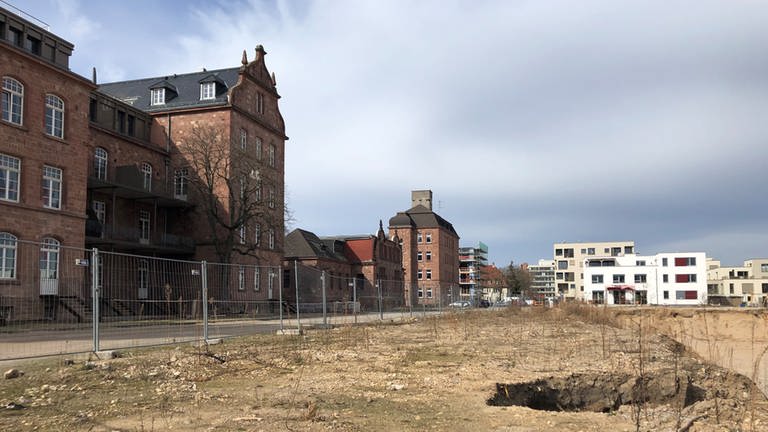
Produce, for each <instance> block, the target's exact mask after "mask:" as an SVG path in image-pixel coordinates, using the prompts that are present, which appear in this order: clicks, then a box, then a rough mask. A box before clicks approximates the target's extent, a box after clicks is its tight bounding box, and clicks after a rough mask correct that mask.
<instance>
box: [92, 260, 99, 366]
mask: <svg viewBox="0 0 768 432" xmlns="http://www.w3.org/2000/svg"><path fill="white" fill-rule="evenodd" d="M99 295H100V293H99V250H98V249H97V248H93V251H92V252H91V297H92V299H91V304H92V309H93V311H92V312H91V313H92V314H93V316H92V318H93V352H98V351H99Z"/></svg>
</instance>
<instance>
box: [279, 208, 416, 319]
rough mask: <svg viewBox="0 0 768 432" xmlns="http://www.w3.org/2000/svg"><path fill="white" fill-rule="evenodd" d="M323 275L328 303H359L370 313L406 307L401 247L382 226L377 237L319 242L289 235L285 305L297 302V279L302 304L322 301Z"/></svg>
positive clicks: (306, 237) (357, 236)
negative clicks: (335, 302) (381, 301)
mask: <svg viewBox="0 0 768 432" xmlns="http://www.w3.org/2000/svg"><path fill="white" fill-rule="evenodd" d="M323 272H324V274H325V298H326V301H327V302H328V303H333V302H351V301H354V300H357V302H358V303H360V305H361V307H362V308H363V309H366V310H373V309H376V308H378V301H379V299H380V298H381V299H383V306H384V307H385V308H387V309H391V308H393V307H399V306H402V305H403V300H404V292H403V267H402V261H401V252H400V246H399V245H398V243H397V242H396V241H392V240H390V239H387V237H386V235H385V234H384V229H383V227H382V226H381V223H380V224H379V231H378V232H377V233H376V235H362V236H339V237H317V236H316V235H315V234H313V233H311V232H309V231H305V230H301V229H296V230H293V231H292V232H290V233H289V234H288V235H287V236H286V242H285V279H284V282H283V285H284V288H285V293H286V296H287V300H288V301H289V302H290V303H295V302H296V293H295V291H296V290H295V287H296V279H297V276H298V282H299V283H298V286H299V287H300V292H299V293H298V295H299V300H300V303H302V304H304V303H310V304H311V303H317V304H319V303H321V302H322V295H323V293H322V288H323V286H322V281H321V279H320V276H321V274H322V273H323Z"/></svg>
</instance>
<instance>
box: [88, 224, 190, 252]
mask: <svg viewBox="0 0 768 432" xmlns="http://www.w3.org/2000/svg"><path fill="white" fill-rule="evenodd" d="M91 234H97V233H94V232H91ZM92 237H95V238H100V239H103V240H105V241H111V242H124V243H131V244H134V245H144V246H147V247H157V248H171V249H181V250H193V249H194V248H195V242H194V240H192V238H191V237H186V236H180V235H175V234H164V233H155V232H150V233H142V230H141V229H139V228H138V227H129V226H120V225H118V226H115V225H110V224H106V225H103V226H102V231H101V233H100V235H93V236H92ZM91 242H92V243H93V241H91Z"/></svg>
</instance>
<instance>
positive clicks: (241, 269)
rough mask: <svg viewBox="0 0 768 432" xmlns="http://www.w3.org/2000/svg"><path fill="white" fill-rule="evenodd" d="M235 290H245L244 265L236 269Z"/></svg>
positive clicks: (244, 275) (244, 274) (244, 270)
mask: <svg viewBox="0 0 768 432" xmlns="http://www.w3.org/2000/svg"><path fill="white" fill-rule="evenodd" d="M237 290H238V291H245V267H243V266H240V268H238V269H237Z"/></svg>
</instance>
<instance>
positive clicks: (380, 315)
mask: <svg viewBox="0 0 768 432" xmlns="http://www.w3.org/2000/svg"><path fill="white" fill-rule="evenodd" d="M376 288H377V289H378V291H379V319H380V320H382V321H384V309H383V308H382V306H381V302H382V298H381V279H377V280H376Z"/></svg>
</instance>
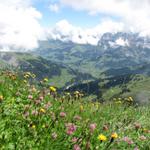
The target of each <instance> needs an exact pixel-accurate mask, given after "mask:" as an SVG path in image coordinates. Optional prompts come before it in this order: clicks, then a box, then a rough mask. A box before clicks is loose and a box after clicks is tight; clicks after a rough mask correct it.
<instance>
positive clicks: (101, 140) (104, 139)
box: [97, 134, 107, 141]
mask: <svg viewBox="0 0 150 150" xmlns="http://www.w3.org/2000/svg"><path fill="white" fill-rule="evenodd" d="M97 139H98V140H100V141H106V140H107V137H106V136H105V135H103V134H100V135H98V137H97Z"/></svg>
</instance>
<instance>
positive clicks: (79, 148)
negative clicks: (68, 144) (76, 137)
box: [73, 144, 81, 150]
mask: <svg viewBox="0 0 150 150" xmlns="http://www.w3.org/2000/svg"><path fill="white" fill-rule="evenodd" d="M73 150H81V148H80V146H79V145H77V144H75V145H74V146H73Z"/></svg>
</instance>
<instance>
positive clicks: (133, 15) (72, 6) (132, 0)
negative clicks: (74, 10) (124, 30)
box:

───

[About this task] Beginning at the line containing "box: [97, 134, 107, 141]", output exactly each line up to and including the last line of the material above.

[Worked solution]
box: [97, 134, 107, 141]
mask: <svg viewBox="0 0 150 150" xmlns="http://www.w3.org/2000/svg"><path fill="white" fill-rule="evenodd" d="M97 139H98V140H100V141H106V140H107V137H106V136H105V135H103V134H100V135H98V137H97Z"/></svg>
</instance>
<instance>
positive clicks: (79, 148)
negative clicks: (68, 144) (76, 137)
box: [73, 144, 81, 150]
mask: <svg viewBox="0 0 150 150" xmlns="http://www.w3.org/2000/svg"><path fill="white" fill-rule="evenodd" d="M73 150H81V148H80V146H79V145H77V144H75V145H74V146H73Z"/></svg>
</instance>
<instance>
positive clicks: (133, 15) (72, 6) (132, 0)
negative clicks: (74, 10) (124, 30)
box:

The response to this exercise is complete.